— begin DATA —

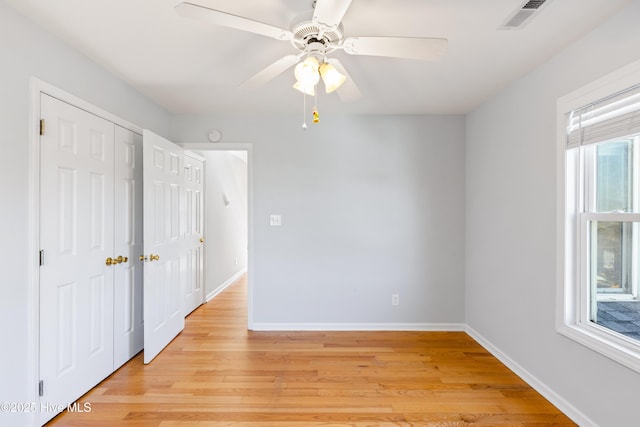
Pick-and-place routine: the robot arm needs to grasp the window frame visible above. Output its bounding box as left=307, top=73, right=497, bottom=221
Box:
left=556, top=61, right=640, bottom=372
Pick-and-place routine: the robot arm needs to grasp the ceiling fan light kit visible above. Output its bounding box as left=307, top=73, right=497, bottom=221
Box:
left=175, top=0, right=448, bottom=125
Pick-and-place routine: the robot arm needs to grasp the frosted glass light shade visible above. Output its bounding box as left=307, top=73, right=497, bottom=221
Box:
left=293, top=56, right=320, bottom=86
left=320, top=62, right=347, bottom=93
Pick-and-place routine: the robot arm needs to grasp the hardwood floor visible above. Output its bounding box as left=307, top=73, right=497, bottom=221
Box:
left=48, top=278, right=575, bottom=427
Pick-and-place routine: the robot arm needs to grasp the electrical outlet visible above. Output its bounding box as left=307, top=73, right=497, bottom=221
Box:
left=269, top=215, right=282, bottom=227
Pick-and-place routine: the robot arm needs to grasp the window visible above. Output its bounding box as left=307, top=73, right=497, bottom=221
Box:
left=557, top=63, right=640, bottom=372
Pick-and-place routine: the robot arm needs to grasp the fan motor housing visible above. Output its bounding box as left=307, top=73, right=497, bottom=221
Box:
left=291, top=20, right=344, bottom=56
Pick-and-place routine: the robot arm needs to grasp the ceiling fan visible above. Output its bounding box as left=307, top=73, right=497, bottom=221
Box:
left=175, top=0, right=447, bottom=101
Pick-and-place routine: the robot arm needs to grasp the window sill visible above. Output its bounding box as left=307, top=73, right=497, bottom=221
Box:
left=557, top=324, right=640, bottom=373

— end DATA —

_WHAT TO PRODUCE:_ Rewrite every item above, putting "gripper" wherever "robot arm" appears and keeping everything else the same. Don't include the pictures.

_WRITTEN ANSWER:_
Pick-and-place routine: the gripper needs to grasp the window frame visible above. Output its bounding box as left=307, top=73, right=497, bottom=221
Box:
left=556, top=61, right=640, bottom=372
Pick-and-place routine: the gripper needs to grasp the ceiling fan light kit visible above. Output its bounding box as left=307, top=73, right=497, bottom=221
Box:
left=175, top=0, right=448, bottom=125
Pick-and-place routine: the gripper needs to grasp the frosted glass light shade visible above. Output its bounding box as left=307, top=73, right=497, bottom=221
Box:
left=293, top=56, right=320, bottom=86
left=320, top=62, right=347, bottom=93
Pick-and-place routine: the gripper needs to grasp the hardwood floor visible above. Output its bounding box as left=307, top=73, right=497, bottom=221
Box:
left=48, top=278, right=575, bottom=427
Pick-and-place routine: the gripper needs to grasp the electrical outlet visible above. Output its bounding box as left=307, top=73, right=497, bottom=221
Box:
left=269, top=215, right=282, bottom=227
Pick-and-place routine: the gripper needs to grasp the window visible above. Output its bounding box as left=307, top=73, right=497, bottom=221
Box:
left=557, top=63, right=640, bottom=372
Pick-and-place routine: the gripper needs to grasp the fan motor housing visible above. Output its bounding box as left=307, top=73, right=497, bottom=221
Box:
left=291, top=20, right=344, bottom=56
Pick-and-place routine: the gripper needs to grasp the ceiling fan visible above. Output its bounding box as left=307, top=73, right=497, bottom=221
Box:
left=175, top=0, right=447, bottom=101
Pick-and-place routine: the gripper needs to grasp the window sill visible above. Output its bounding box as left=307, top=73, right=497, bottom=221
Box:
left=557, top=324, right=640, bottom=373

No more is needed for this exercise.